▸ Direction
Show each line of the data below that contains the string "neck", treating uppercase and lowercase as different.

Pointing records
+++
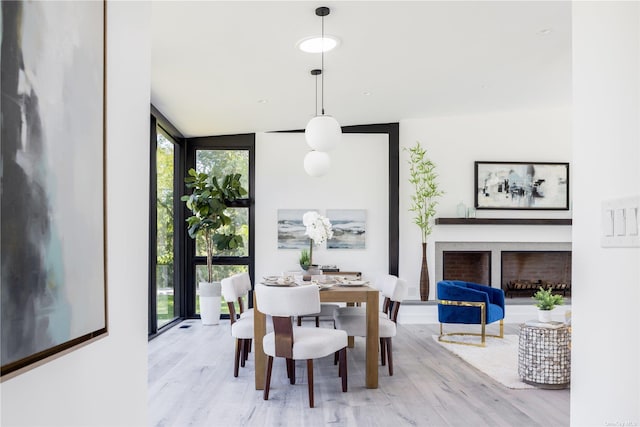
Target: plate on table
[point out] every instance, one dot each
(276, 283)
(354, 283)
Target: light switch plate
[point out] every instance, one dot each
(620, 222)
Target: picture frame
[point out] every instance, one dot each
(349, 228)
(54, 285)
(521, 185)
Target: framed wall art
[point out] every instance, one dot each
(521, 185)
(53, 281)
(349, 228)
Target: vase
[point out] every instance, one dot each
(424, 275)
(544, 316)
(210, 298)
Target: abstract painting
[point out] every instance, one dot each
(349, 228)
(521, 185)
(291, 230)
(53, 284)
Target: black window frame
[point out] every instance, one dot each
(222, 142)
(157, 120)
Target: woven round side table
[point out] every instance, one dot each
(544, 354)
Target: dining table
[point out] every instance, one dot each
(349, 294)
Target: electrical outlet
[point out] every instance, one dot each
(620, 223)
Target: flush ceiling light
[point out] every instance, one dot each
(318, 44)
(322, 132)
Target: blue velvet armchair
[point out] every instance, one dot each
(469, 303)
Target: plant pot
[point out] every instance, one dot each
(544, 316)
(210, 299)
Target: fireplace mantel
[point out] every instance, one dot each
(503, 221)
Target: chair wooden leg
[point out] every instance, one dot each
(236, 360)
(343, 368)
(247, 349)
(310, 375)
(291, 371)
(243, 352)
(267, 378)
(389, 355)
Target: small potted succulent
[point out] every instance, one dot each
(546, 301)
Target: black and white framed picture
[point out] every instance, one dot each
(349, 228)
(521, 185)
(53, 288)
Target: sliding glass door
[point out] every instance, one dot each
(221, 156)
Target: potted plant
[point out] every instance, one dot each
(319, 230)
(546, 301)
(208, 202)
(422, 176)
(305, 260)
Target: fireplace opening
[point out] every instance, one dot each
(469, 266)
(524, 272)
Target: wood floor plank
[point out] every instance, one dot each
(191, 383)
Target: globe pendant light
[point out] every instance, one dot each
(322, 132)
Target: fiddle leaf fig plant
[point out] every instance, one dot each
(208, 202)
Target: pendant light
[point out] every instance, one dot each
(322, 132)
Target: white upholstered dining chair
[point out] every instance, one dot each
(234, 290)
(294, 342)
(353, 319)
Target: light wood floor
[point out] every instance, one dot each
(191, 383)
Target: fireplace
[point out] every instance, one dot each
(524, 272)
(526, 265)
(470, 266)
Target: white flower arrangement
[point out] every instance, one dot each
(319, 227)
(319, 230)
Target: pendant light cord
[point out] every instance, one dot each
(322, 64)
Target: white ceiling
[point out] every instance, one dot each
(233, 67)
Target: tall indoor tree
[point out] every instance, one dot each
(423, 178)
(208, 203)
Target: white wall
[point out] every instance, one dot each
(105, 382)
(605, 362)
(358, 179)
(454, 143)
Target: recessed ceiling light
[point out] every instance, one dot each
(317, 44)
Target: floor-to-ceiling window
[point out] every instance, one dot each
(165, 310)
(166, 259)
(176, 262)
(221, 156)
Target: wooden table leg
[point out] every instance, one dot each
(371, 379)
(259, 331)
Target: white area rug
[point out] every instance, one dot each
(499, 359)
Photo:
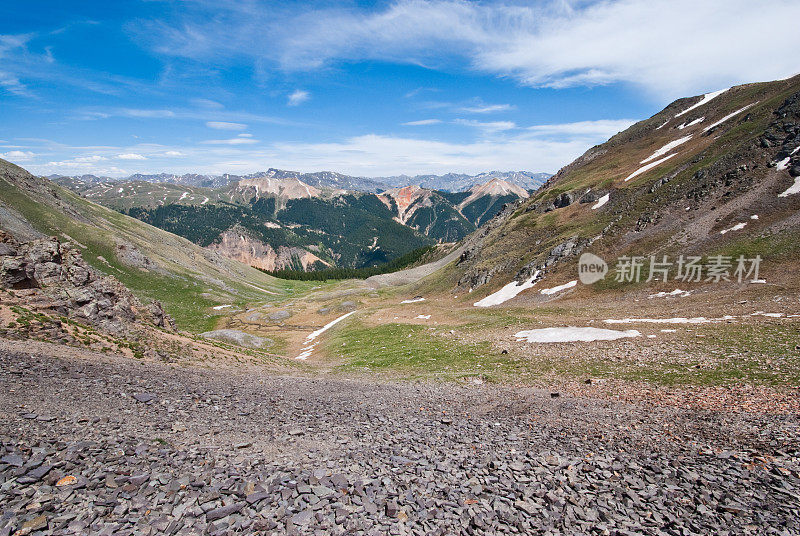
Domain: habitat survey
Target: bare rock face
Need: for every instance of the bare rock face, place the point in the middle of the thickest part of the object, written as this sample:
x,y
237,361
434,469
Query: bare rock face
x,y
237,244
66,285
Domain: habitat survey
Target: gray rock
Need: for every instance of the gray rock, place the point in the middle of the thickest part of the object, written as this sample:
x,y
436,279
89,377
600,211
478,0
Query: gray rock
x,y
224,511
240,338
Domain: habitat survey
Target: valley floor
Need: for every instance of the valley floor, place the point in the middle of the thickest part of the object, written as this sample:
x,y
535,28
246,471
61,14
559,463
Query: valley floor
x,y
101,444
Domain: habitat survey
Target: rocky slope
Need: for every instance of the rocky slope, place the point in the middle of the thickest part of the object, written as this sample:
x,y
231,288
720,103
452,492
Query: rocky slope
x,y
237,243
427,211
95,444
50,276
461,182
154,264
708,175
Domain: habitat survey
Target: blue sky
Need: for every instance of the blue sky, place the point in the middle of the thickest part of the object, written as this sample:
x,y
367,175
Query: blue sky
x,y
364,88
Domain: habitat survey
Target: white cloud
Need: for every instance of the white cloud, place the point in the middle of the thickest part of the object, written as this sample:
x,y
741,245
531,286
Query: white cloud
x,y
232,141
604,128
299,96
18,156
374,155
13,85
487,108
500,145
92,158
422,122
671,47
225,125
487,126
148,114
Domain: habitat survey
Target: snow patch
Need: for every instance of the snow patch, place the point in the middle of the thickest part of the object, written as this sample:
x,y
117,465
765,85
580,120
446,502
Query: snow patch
x,y
306,352
648,167
793,189
691,124
737,112
770,315
706,98
667,148
308,349
679,320
574,334
737,227
507,292
559,288
313,335
602,201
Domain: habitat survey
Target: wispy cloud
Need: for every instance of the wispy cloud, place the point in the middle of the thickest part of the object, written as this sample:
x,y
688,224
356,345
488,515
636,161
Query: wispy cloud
x,y
225,125
500,145
604,128
231,141
666,46
487,126
298,96
18,156
422,122
148,114
486,108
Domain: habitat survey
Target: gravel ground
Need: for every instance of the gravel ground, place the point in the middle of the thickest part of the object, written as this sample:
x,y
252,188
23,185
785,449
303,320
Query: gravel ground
x,y
93,444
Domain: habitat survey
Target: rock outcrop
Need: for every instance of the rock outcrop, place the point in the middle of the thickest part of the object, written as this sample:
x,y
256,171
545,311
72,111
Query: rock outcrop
x,y
236,243
62,283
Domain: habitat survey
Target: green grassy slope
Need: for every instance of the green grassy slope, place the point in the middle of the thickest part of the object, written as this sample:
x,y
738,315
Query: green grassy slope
x,y
721,176
188,279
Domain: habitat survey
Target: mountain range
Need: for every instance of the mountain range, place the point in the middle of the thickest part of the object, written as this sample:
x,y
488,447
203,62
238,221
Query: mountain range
x,y
276,221
714,177
450,182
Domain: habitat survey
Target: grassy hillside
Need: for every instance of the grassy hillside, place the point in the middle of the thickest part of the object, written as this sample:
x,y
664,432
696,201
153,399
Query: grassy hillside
x,y
188,279
668,185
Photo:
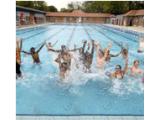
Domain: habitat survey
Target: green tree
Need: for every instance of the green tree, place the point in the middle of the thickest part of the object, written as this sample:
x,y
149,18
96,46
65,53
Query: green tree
x,y
40,5
52,8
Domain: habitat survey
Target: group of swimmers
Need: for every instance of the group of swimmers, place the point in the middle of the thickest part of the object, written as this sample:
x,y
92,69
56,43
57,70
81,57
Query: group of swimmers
x,y
85,53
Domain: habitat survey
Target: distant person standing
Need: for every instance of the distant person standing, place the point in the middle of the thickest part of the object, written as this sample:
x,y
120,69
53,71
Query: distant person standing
x,y
34,53
18,57
141,45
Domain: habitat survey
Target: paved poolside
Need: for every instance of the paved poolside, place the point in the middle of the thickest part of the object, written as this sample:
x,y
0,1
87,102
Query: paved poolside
x,y
133,28
79,118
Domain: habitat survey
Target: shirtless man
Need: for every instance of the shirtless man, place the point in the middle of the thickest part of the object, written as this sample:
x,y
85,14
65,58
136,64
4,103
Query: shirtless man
x,y
119,72
88,57
101,57
34,53
63,59
108,54
135,70
18,58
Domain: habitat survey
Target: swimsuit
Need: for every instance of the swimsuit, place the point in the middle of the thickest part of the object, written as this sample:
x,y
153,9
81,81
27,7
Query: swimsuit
x,y
35,57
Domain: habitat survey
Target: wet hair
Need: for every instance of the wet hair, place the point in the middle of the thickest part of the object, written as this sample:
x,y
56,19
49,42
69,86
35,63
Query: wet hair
x,y
101,51
125,51
32,49
118,66
136,61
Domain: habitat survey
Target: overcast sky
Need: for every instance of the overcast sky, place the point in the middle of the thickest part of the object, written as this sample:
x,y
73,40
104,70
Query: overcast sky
x,y
60,3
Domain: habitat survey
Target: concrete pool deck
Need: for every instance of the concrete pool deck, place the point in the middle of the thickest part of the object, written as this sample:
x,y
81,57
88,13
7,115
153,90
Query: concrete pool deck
x,y
79,117
132,28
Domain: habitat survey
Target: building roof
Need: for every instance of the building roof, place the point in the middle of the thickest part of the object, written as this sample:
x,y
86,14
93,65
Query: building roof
x,y
135,13
78,13
19,8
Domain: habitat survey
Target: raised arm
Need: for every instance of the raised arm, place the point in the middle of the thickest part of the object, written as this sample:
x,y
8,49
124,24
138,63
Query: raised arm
x,y
116,55
126,66
84,45
26,52
75,49
41,47
92,51
53,50
21,44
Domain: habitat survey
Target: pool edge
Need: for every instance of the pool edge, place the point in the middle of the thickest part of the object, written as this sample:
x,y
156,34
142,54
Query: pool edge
x,y
79,117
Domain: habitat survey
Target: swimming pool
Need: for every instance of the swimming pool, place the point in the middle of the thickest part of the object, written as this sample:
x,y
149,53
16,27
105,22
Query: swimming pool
x,y
40,92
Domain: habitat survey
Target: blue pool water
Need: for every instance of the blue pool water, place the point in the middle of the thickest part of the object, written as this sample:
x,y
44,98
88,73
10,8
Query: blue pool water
x,y
40,92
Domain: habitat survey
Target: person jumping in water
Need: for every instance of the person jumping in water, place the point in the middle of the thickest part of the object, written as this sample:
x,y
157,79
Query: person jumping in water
x,y
135,70
101,57
63,59
18,58
108,54
88,58
119,72
34,53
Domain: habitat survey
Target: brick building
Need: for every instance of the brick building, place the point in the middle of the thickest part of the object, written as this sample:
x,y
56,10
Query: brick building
x,y
78,16
27,16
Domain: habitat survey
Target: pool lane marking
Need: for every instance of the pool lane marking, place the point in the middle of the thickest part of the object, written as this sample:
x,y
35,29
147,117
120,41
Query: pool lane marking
x,y
117,32
117,43
32,29
43,31
48,38
71,36
132,54
89,36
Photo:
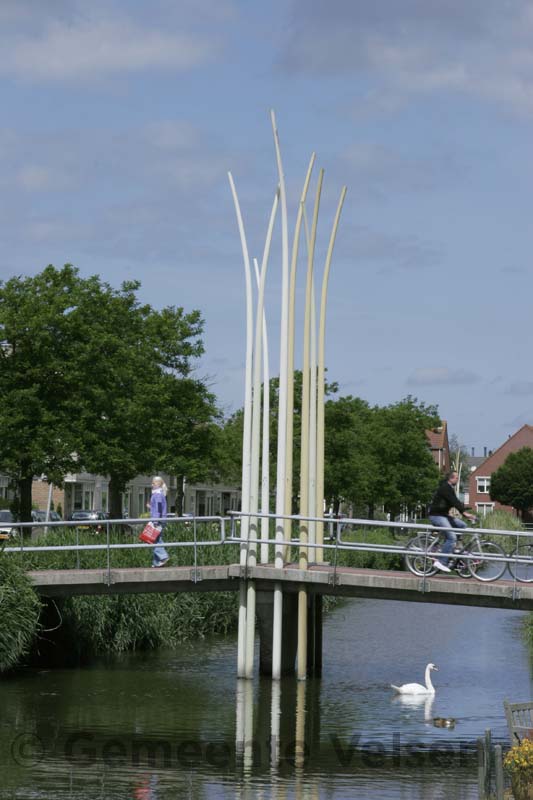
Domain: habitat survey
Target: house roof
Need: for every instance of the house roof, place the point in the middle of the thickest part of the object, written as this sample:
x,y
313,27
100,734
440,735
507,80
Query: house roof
x,y
497,457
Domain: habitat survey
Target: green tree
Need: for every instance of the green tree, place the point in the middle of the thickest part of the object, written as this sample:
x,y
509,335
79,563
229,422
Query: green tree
x,y
191,433
459,461
351,469
512,483
407,472
88,378
130,361
38,388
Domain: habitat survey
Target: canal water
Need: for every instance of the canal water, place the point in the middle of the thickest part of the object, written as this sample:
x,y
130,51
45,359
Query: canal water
x,y
177,724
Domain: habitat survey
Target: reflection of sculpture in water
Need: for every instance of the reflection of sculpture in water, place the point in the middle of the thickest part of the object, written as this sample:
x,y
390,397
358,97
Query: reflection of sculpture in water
x,y
145,787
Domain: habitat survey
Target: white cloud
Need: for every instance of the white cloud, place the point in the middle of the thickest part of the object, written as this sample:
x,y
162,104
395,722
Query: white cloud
x,y
477,47
99,46
34,178
520,388
430,376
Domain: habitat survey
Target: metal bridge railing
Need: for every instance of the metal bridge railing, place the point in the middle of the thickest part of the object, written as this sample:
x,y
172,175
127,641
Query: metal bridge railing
x,y
336,531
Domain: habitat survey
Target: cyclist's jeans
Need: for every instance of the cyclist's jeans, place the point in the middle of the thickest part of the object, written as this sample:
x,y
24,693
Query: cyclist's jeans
x,y
451,536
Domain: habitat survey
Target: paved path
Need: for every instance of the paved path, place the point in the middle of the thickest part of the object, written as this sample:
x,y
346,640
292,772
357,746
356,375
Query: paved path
x,y
321,579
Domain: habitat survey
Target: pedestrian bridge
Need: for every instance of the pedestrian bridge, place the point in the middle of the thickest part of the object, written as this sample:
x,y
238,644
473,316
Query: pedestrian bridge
x,y
324,577
321,579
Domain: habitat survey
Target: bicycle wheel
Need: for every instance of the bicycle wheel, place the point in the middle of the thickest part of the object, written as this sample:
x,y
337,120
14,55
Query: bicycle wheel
x,y
419,563
522,572
462,568
483,569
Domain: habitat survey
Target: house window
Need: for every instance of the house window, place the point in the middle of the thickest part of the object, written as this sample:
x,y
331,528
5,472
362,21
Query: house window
x,y
483,485
88,497
484,508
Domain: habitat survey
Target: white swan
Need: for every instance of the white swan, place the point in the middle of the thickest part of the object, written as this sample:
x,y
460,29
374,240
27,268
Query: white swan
x,y
417,688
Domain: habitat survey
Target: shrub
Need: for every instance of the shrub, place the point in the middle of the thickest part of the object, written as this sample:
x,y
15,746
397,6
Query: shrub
x,y
518,762
19,613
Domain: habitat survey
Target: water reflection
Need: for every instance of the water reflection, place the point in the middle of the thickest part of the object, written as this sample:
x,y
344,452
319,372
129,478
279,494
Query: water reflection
x,y
424,703
178,724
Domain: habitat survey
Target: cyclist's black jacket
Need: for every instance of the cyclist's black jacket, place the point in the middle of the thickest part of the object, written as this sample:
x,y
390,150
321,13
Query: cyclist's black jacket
x,y
444,499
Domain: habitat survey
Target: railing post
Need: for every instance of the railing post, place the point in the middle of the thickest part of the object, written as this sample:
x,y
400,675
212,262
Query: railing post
x,y
498,771
108,554
481,769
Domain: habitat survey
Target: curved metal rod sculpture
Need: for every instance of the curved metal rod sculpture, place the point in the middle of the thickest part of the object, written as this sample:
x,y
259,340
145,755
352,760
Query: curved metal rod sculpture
x,y
247,431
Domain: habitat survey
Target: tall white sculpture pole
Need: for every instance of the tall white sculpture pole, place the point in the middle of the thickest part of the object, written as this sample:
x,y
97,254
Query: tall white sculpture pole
x,y
304,448
319,511
247,434
312,421
282,412
290,350
265,445
256,430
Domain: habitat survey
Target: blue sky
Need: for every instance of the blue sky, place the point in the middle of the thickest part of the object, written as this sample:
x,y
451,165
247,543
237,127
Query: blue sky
x,y
121,119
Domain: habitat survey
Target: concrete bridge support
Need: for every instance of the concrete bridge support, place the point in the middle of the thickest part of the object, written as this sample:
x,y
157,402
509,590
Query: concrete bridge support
x,y
265,614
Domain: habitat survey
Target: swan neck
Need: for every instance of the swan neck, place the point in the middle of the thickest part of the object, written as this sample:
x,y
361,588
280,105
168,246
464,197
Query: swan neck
x,y
429,685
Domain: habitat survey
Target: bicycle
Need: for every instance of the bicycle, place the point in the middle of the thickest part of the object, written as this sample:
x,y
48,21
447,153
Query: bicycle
x,y
469,543
522,570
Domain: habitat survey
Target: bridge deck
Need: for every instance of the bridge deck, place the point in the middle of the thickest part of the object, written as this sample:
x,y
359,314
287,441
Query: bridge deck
x,y
320,579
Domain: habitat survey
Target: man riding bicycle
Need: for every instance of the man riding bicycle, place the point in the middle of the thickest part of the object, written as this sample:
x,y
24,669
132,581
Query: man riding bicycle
x,y
442,501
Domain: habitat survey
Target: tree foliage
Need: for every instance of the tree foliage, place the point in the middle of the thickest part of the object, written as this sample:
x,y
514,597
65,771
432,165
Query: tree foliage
x,y
512,483
91,378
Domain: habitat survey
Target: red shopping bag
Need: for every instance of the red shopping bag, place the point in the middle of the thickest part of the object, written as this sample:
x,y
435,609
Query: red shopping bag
x,y
150,533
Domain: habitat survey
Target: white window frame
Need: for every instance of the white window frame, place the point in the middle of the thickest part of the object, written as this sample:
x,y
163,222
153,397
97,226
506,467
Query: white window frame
x,y
484,508
483,484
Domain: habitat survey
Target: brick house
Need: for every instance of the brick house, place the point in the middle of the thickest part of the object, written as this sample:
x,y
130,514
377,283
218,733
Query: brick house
x,y
439,446
479,483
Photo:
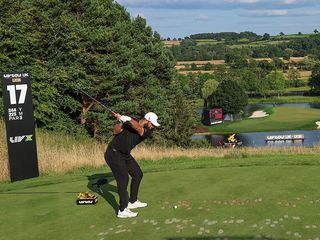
+++
▸ Written response
Target: swan neck
Need: for every instance of the swan neck, place the point in the middle of the thickest part of the object, written as this sample:
Query: swan neck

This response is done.